There is typically the perfect breeze that meets me shortly after I arrive, or maybe it just takes me a little while to notice it is around me. I wonder if there is a notification system that lets her know she has a visitor. I sometimes wonder if the wind is a greeting from her letting me know she knows I am there. I wonder if she has the option to sit with me while I am there, and if she has the option, I wonder if she does? If she knows, I wonder if it brings her comfort that I visit as often as I do, or does she wish I wouldn't? Funny how I still second guess my parenting of her, I guess some things just won't ever change.
The main thought that fills my mind while I color her rocks is, "how is this my reality?" It is almost some horrible irony that after close to 5 years of my parenting of her requiring me a tremendous amount of thought to ensure she remained alive, my responsibility has now been diminished to a completely mindless activity such as coloring. As if it is intended to be some trade-off or some reward, but instead it just feels like my own personal form of capital punishment. I am not supposed to be sitting in a cemetery coloring large rocks because I don't like them being stuck in a basket. I am not supposed to be repurposing a room that was specifically constructed solely for her. I am not supposed to be thinking about how our quarantine would be looking right now had she been alive. I am not supposed to be sitting in a cemetery because my four-year-old daughter died almost 2 months ago.
Instead of even entertaining that time might help, I just feel like every day becomes harder. Every day is another one that she wasn't here for. Every day is another one that makes her actual loss that much further away. Every day makes it the new longest since she has been here. Every day just makes me miss her differently, miss her more, and miss her a new too much. I don't wish we should go back to her enduring all she had to, but I do wish I could do more for her than just painting rocks.

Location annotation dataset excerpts
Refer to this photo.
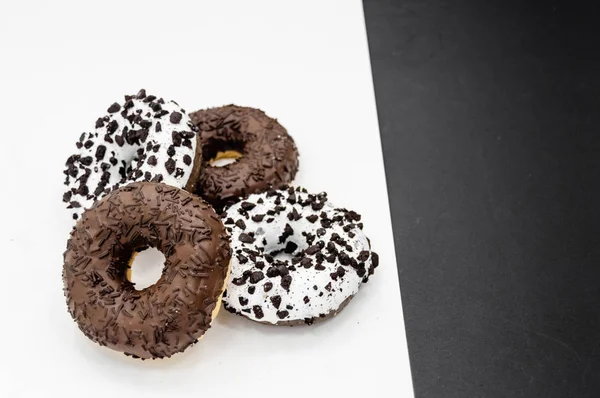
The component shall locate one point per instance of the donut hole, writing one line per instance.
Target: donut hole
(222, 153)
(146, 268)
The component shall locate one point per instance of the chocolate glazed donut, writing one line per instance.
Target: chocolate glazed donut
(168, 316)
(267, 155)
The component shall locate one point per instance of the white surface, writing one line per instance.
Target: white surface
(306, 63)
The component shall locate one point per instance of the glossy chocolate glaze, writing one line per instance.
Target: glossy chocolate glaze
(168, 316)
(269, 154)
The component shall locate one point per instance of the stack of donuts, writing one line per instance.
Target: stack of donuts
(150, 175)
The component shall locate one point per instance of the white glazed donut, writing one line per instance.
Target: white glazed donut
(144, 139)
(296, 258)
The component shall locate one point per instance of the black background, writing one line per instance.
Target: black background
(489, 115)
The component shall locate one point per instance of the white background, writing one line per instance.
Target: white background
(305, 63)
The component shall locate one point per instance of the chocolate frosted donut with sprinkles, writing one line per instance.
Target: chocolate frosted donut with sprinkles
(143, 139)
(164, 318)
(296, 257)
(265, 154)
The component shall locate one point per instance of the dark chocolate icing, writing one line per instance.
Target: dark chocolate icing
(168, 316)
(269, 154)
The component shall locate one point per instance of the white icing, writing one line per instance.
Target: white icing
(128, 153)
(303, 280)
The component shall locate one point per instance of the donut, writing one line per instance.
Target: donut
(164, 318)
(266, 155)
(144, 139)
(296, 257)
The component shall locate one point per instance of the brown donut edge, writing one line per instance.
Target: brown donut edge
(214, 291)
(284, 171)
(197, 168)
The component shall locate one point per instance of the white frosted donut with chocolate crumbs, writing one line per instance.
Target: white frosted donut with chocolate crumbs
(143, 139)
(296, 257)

==

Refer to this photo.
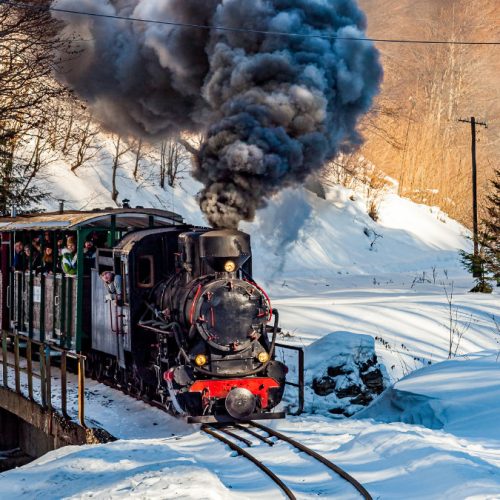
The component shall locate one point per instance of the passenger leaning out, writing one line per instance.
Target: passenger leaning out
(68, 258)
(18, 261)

Actions to take ::
1. Translate this sentence from the passage into Spanish: "Every day is another one that she wasn't here for."
2. In the passage, start at the words "There is typically" and end after "won't ever change.", and write that part out again with "breeze" swapped for "gust".
None of these lines is needed.

Response list ::
1. Cada día es otro en el que ella no estuvo aquí.

2.
There is typically the perfect gust that meets me shortly after I arrive, or maybe it just takes me a little while to notice it is around me. I wonder if there is a notification system that lets her know she has a visitor. I sometimes wonder if the wind is a greeting from her letting me know she knows I am there. I wonder if she has the option to sit with me while I am there, and if she has the option, I wonder if she does? If she knows, I wonder if it brings her comfort that I visit as often as I do, or does she wish I wouldn't? Funny how I still second guess my parenting of her, I guess some things just won't ever change.